> Work instructions:
1 > Translate this sentence from the post on Scala collection benchmarks into Spanish: "JDK 6 Update 18 is scheduled to be released on Q4, 2009 and it includes HotSpot 16."
2 > Pick up the post on Scala collection benchmarks after its final sentence and write on from there.

A few months ago, David MacIver forwarded an email from Martin Odersky to the scala-internals mailing list about this. The problem as described by Martin:

“The reason seems to be that the foreach itself is not inlined, so the call to the closure becomes megamorphic and therefore slow.”

I was curious about the benchmarks used to measure this and Tiark Rompf (who had performed the measurements) provided the source code. I said I’d try to take a look the next weekend and I did it… more than 3 months later. Well, better late than never. ;)

There are 3 benchmarks:

  • Benchmark A: traverse a collection with N elements
  • Benchmark B: traverse a collection with N elements, inside the loop/closure traverse another collection with N2 elements 3 times
  • Benchmark C: build a collection (front to back) of N elements

Various approaches are used for each benchmark with various collections types. One weakness of the these benchmarks is that they don’t include a verification mechanism to ensure that all benchmarks produce the same result. However, they include code that tries to prevent the JIT from performing unfair optimisations (e.g. print something if an element in the collection matches a certain condition).

The original results produced by Tiark can be found here.

I added a few benchmarks that use plain arrays (RawArrayIndexed, RawArrayForeach, RawArrayForeachMega), made minor changes to the scripts and pushed the code to a GitHub repository. I left the rest of the Scala code as it was to make it easy to compare with the original results and ran the benchmark with various JVM settings to see what effect they would have. All the tests shared the following:

  • Dual quad-core Xeon E5462 2.80GHz
  • 14 GB RAM
  • Fedora 11
  • Scala 2.8.0.r19261
  • Revision 59521431f5c118b73e35b0b396e3efd6aecec3dd of project
  • 64-bit JDK 6 Update 18 early access b03
  • JVM base settings: -Xms1G -Xmx1G -XX:+UseParallelGC -XX:+UseParallelOldGC

JDK 6 Update 18 is scheduled to be released on Q4, 2009 and it includes HotSpot 16. Even though JDK 6 Update 14 (HotSpot 14) introduced compressed references and scalar replacement, HotSpot 16 includes improved compressed references and many crucial fixes to both features. According to my testing these features are now approaching production-level stability and the OpenJDK engineers seem to agree as they are both enabled by default in HotSpot 17 (which will eventually hit JDK6 too).

> Information supplied:
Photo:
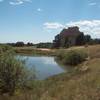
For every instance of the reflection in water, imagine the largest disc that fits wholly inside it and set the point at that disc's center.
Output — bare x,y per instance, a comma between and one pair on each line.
44,66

> Answers in order:
1 > Está previsto que JDK 6 Update 18 se publique en el cuarto trimestre de 2009, e incluye HotSpot 16.

2 >
Interested in how these features would affect the performance in these benchmarks, I ran them with various combinations. I also added Scala’s compiler -optimise flag in some cases.

The original benchmark from Tiark used 3 collection types: array (java.util.ArrayList), list (scala.List, immutable single linked list) and vector (earlier version of immutable vector that has recently been added to Scala 2.8). I added JVM arrays and they are shown as “rawarray” in the charts. Finally, we get to the actual numbers.

Benchmark A

Click on chart for expanded version

There are some interesting data points here:

  1. Compressed references is a _huge_ win. RawArrayIndexed went from 500ms to 142ms and many of the vector operations were much faster.
  2. Escape analysis (which enables scalar replacement) doesn’t seem to have much of an effect.
  3. scalac -optimise doesn’t seem to have much of an effect.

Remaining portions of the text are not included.